**** 提供抜粋

未在 -Clinics that live in science.- では「生きるを科学する診療所」として、
「健康でいること」をテーマに診療活動を行っています。
根本治癒にあたっては、病理であったり、真の原因部位(体性機能障害[SD])の特定
(検査)が重要なキー(鍵)であると考えています。
このような観点から、健康を阻害するメカニズムを日々勉強しています。
人の「健康」の仕組みは、巧で、非常に複雑で、科学が発達した現代医学においても未知な世界にあります。
以下に、最新の科学知見をご紹介します。
特発性上葉優位型肺線維症と栄養障害
〜「栄養評価と痩せないこと」の重要性 〜
研究の概要
浜松医科大学内科学第二講座の鈴木勇三助教,須田隆文教授らの研究チームは,特発性上葉優位型肺線維症(iPPFE)では 70%を超える患者さんで栄養障害が見られること,特に重度の栄養不良や経年的な栄養障害の進行が,重症度や予後予測の指標として役立つことを明らかにしました。
研究の背景
間質性肺炎は肺胞の壁に炎症や損傷が起こり,肺胞壁が厚く硬くなるため(線維化),酸素を取り込みにくくなる原因不明の疾患です。特発性上葉優位型肺線維症(iPPFE)は,肺の上葉優位に線維化が進行する疾患です。
iPPFE 患者さんの多くは痩せ型の体型を呈することが知られていますが、「痩せていること」や「痩せていくこと」の意義は不明で,栄養障害の頻度や,栄養不良と疾患重症度や予後との関わりもわかっていませんでした。
研究手法・成果
iPPFE と診断された患者さんの診断時と診断後 1 年のデータを用いて栄養状態の評価を行いました。栄養評価は体重と血清アルブミン値からなる栄養指標(GNRI: GeriatricNutritional Risk Index)を用いて行いました。
驚くべきことに、iPPFE 患者さんでは栄養障害が 70%を超える患者さんで認められました(131 人中 96 人, 73.3%)。特に重度の栄養不良や経年的な栄養障害の進行は,病気の重症度や疾患進行と関連することが明らかになりました。

********

• 演習問題
1 - 提供抜粋の「未在 -Clinics that」から「りもわかっていませんでした。」までを、「患者さん」を「患者」に置き換えて書き直してください。
2 - 次の(a)〜(c)が提供抜粋の内容と一致するか、それぞれ「はい」か「いいえ」で答え、根拠となる本文の語句をそのまま引用してください。
(a) 研究チームは浜松医科大学内科学第二講座に所属している。
(b) 栄養評価には、体重と血清アルブミン値からなる栄養指標が用いられた。
(c) iPPFEは、肺の下葉優位に線維化が進行する疾患である。
3 - 提供抜粋に出てくるアルファベットの略語をすべて挙げてください。

**** 収録情報

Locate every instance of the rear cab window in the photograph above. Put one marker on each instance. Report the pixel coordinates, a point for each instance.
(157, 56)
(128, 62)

********

• 課題別解答
1 -
未在 -Clinics that live in science.- では「生きるを科学する診療所」として、
「健康でいること」をテーマに診療活動を行っています。
根本治癒にあたっては、病理であったり、真の原因部位(体性機能障害[SD])の特定
(検査)が重要なキー(鍵)であると考えています。
このような観点から、健康を阻害するメカニズムを日々勉強しています。
人の「健康」の仕組みは、巧で、非常に複雑で、科学が発達した現代医学においても未知な世界にあります。
以下に、最新の科学知見をご紹介します。
特発性上葉優位型肺線維症と栄養障害
〜「栄養評価と痩せないこと」の重要性 〜
研究の概要
浜松医科大学内科学第二講座の鈴木勇三助教,須田隆文教授らの研究チームは,特発性上葉優位型肺線維症(iPPFE)では 70%を超える患者で栄養障害が見られること,特に重度の栄養不良や経年的な栄養障害の進行が,重症度や予後予測の指標として役立つことを明らかにしました。
研究の背景
間質性肺炎は肺胞の壁に炎症や損傷が起こり,肺胞壁が厚く硬くなるため(線維化),酸素を取り込みにくくなる原因不明の疾患です。特発性上葉優位型肺線維症(iPPFE)は,肺の上葉優位に線維化が進行する疾患です。
iPPFE 患者の多くは痩せ型の体型を呈することが知られていますが、「痩せていること」や「痩せていくこと」の意義は不明で,栄養障害の頻度や,栄養不良と疾患重症度や予後との関わりもわかっていませんでした。

2 -
(a) はい:「浜松医科大学内科学第二講座の鈴木勇三助教,須田隆文教授らの研究チーム」
(b) はい:「体重と血清アルブミン値からなる栄養指標」
(c) いいえ:「肺の上葉優位に線維化が進行する疾患です」

3 - SD、iPPFE、GNRI